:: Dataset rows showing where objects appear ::
┄┄┄┄┄┄┄┄┄┄┄┄┄┄┄┄┄┄┄┄

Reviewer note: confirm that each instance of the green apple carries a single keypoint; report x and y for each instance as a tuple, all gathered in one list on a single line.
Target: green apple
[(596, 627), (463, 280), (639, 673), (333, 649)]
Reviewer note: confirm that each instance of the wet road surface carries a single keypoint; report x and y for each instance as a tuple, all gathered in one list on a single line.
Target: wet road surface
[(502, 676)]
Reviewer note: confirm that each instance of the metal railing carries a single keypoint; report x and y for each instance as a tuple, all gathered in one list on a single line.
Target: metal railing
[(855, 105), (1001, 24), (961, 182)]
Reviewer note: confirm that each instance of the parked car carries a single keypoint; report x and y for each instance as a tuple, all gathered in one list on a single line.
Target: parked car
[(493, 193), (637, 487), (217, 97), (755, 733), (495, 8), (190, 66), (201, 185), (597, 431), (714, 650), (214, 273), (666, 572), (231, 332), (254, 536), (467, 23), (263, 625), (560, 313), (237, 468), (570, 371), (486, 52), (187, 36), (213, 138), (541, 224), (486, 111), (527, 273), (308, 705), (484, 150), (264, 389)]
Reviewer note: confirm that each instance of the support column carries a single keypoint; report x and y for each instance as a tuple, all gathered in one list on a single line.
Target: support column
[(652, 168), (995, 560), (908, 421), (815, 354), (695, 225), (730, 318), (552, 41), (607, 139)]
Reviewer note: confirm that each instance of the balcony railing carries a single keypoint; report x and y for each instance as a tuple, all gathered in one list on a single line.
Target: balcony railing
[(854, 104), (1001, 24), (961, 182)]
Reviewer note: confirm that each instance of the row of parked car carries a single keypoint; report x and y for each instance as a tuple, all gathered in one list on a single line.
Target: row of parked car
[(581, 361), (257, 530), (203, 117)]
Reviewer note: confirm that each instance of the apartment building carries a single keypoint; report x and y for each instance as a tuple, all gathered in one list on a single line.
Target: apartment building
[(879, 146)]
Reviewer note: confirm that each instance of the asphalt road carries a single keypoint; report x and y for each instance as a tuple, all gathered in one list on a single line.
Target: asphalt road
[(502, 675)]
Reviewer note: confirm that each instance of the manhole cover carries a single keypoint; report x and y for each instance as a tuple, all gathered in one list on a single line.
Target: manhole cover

┄┄┄┄┄┄┄┄┄┄┄┄┄┄┄┄┄┄┄┄

:: REQUIREMENTS ::
Reproduce every one of the items above character for character, with no changes.

:: TASK RESULT ::
Reviewer note: confirm that each instance of the green apple carries a single keypoint; report x and y for each instance as a tuple, all gathered in one list on a single line.
Target: green apple
[(596, 627), (463, 280), (639, 673), (333, 649)]
Reviewer note: confirm that each instance of the wet road surface carries a single keypoint; report x and y for each instance as a tuple, all gathered in one list on a single line.
Target: wet road surface
[(502, 676)]
Reviewer note: confirm that each instance of the metal railing carries a single keypoint; report x and y for each instance as a tuple, all gathered in one list on a single line.
Target: metal railing
[(855, 105), (1001, 24), (961, 182)]
Reviewer note: confirm that each instance of the parked car carries a single keypoint; report x and y for each instance as a tuple, all gathered in one list on a single line.
Target: parked car
[(493, 193), (637, 487), (217, 97), (755, 733), (495, 8), (190, 66), (201, 185), (597, 431), (714, 650), (214, 273), (666, 572), (231, 332), (254, 536), (467, 23), (263, 625), (560, 313), (237, 468), (570, 371), (486, 52), (187, 36), (213, 138), (541, 224), (486, 111), (527, 273), (308, 705), (484, 150), (264, 389)]
Reviewer note: confirm that each instance of the support column carries a single keypoint; report x and y for each instance as a tuple, all gathered in one list on a single line.
Target: support column
[(652, 168), (995, 560), (908, 421), (815, 354), (695, 225), (730, 318), (552, 41), (607, 139)]
Reviewer note: confirm that each instance of the balcony railing carries a single keypoint; report x and y for each instance as a tuple, all gathered in one list on a single line.
Target: balcony railing
[(854, 104), (1001, 24), (961, 182)]
Reviewer note: confirm that each instance of the row of parked car carries a single keypoint; report x and y for each instance as a tuple, all gathered in one list on a single line.
Target: row of parked car
[(581, 361), (257, 530), (203, 117)]
Reviewer note: confirm that each instance of the apartment building carries a single keypoint; report x and y for each instance as a tuple, all gathered in one list on a single line.
Target: apartment building
[(879, 146)]
Reviewer note: confirm that each instance of the asphalt road carries a single keypoint; report x and y for each instance as a tuple, all gathered in one list on a single line.
Target: asphalt road
[(502, 675)]
Reviewer note: confirm that each instance of the manhole cover carries a single keypoint; report x and y for each instance as a tuple, all gathered in one list on a single line.
Target: manhole cover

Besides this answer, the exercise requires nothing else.